[Task description]: Are you able to quote each entry exactly as written?

[Extracted data]:
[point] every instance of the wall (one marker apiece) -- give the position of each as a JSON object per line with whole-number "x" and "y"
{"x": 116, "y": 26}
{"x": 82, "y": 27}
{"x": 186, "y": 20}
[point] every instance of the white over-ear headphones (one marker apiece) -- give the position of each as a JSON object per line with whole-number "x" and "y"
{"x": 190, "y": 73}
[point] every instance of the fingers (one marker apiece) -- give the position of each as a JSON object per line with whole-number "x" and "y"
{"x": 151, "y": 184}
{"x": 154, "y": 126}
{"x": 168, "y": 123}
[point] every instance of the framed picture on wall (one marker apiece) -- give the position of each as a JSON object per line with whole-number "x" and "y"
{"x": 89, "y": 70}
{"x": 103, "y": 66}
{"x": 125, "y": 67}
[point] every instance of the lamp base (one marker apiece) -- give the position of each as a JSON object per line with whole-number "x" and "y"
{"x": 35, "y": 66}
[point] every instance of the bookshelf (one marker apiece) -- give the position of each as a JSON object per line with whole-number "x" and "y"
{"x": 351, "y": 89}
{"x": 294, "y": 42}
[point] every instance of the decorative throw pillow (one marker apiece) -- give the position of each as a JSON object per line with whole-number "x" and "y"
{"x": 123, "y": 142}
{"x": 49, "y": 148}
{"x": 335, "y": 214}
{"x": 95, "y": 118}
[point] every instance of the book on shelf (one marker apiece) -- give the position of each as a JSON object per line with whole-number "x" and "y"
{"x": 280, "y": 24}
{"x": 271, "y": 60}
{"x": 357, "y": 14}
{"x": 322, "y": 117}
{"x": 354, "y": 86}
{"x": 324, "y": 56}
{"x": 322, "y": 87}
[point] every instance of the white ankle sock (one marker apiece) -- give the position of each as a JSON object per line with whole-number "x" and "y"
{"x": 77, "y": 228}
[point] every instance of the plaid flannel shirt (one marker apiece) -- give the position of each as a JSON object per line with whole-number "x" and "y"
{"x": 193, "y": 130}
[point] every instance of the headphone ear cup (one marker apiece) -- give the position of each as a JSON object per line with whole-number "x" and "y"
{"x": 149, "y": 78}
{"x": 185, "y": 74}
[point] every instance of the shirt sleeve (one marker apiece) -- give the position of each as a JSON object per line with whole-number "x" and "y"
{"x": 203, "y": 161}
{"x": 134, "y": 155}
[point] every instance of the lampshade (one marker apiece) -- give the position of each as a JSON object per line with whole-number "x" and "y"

[Solution for this problem]:
[point] every instance of the wall (one marker apiece) -- give the position of each as a JSON object per line with whole-number "x" and "y"
{"x": 116, "y": 26}
{"x": 82, "y": 27}
{"x": 186, "y": 20}
[point] every instance of the white over-ear headphones (one marker apiece) -- give the position of each as a JSON object per line with whole-number "x" and "y"
{"x": 190, "y": 73}
[point] every instance of the fingers (one marker apiece) -- give the position of each as a JSON object per line with whole-number "x" and "y"
{"x": 151, "y": 184}
{"x": 154, "y": 126}
{"x": 168, "y": 123}
[point] every instance of the framed picture on wall (one marker apiece) -- give the position of each as a JSON object per line with whole-number "x" and "y"
{"x": 89, "y": 70}
{"x": 103, "y": 66}
{"x": 125, "y": 67}
[point] every instance of the lamp base (one marker apiece) -- give the position of each as a JSON object per line with whole-number "x" and "y"
{"x": 35, "y": 66}
[point] every instance of the bookshelf (one marker apiece) -- give the position of each as a JSON object per line with whole-number "x" and "y"
{"x": 351, "y": 89}
{"x": 294, "y": 42}
[point] every instance of the decorative throw pillow (one marker apiece) -- give the position of each as a JSON object per line with whole-number "x" and "y"
{"x": 123, "y": 142}
{"x": 49, "y": 148}
{"x": 335, "y": 214}
{"x": 95, "y": 118}
[point] every instance of the book on shelf (one marker apiece) -- give the position of each as a JSON object per line with whole-number "x" and "y"
{"x": 280, "y": 24}
{"x": 271, "y": 60}
{"x": 357, "y": 14}
{"x": 322, "y": 117}
{"x": 354, "y": 86}
{"x": 324, "y": 56}
{"x": 322, "y": 87}
[point] every instance of the white ankle sock (one marker apiece) -- give the position of each as a JSON object per line with whole-number "x" and "y"
{"x": 77, "y": 228}
[point] every instance of the plaid flannel shirt (one marker apiece) -- give the position of each as a JSON object per line with whole-number "x" and "y"
{"x": 193, "y": 130}
[point] every instance of the headphone ear cup (one marker apiece) -- give the position of each as a JSON object per line with whole-number "x" and "y"
{"x": 149, "y": 78}
{"x": 185, "y": 74}
[point] every instance of the shirt sleeve (one marker apiece) -- give the position of each as a JSON object per line with whole-number "x" and "y"
{"x": 203, "y": 161}
{"x": 134, "y": 155}
[point] every instance of the lampshade (one marker apiece) -- give the position of each as a JSON object per line with whole-number "x" and "y"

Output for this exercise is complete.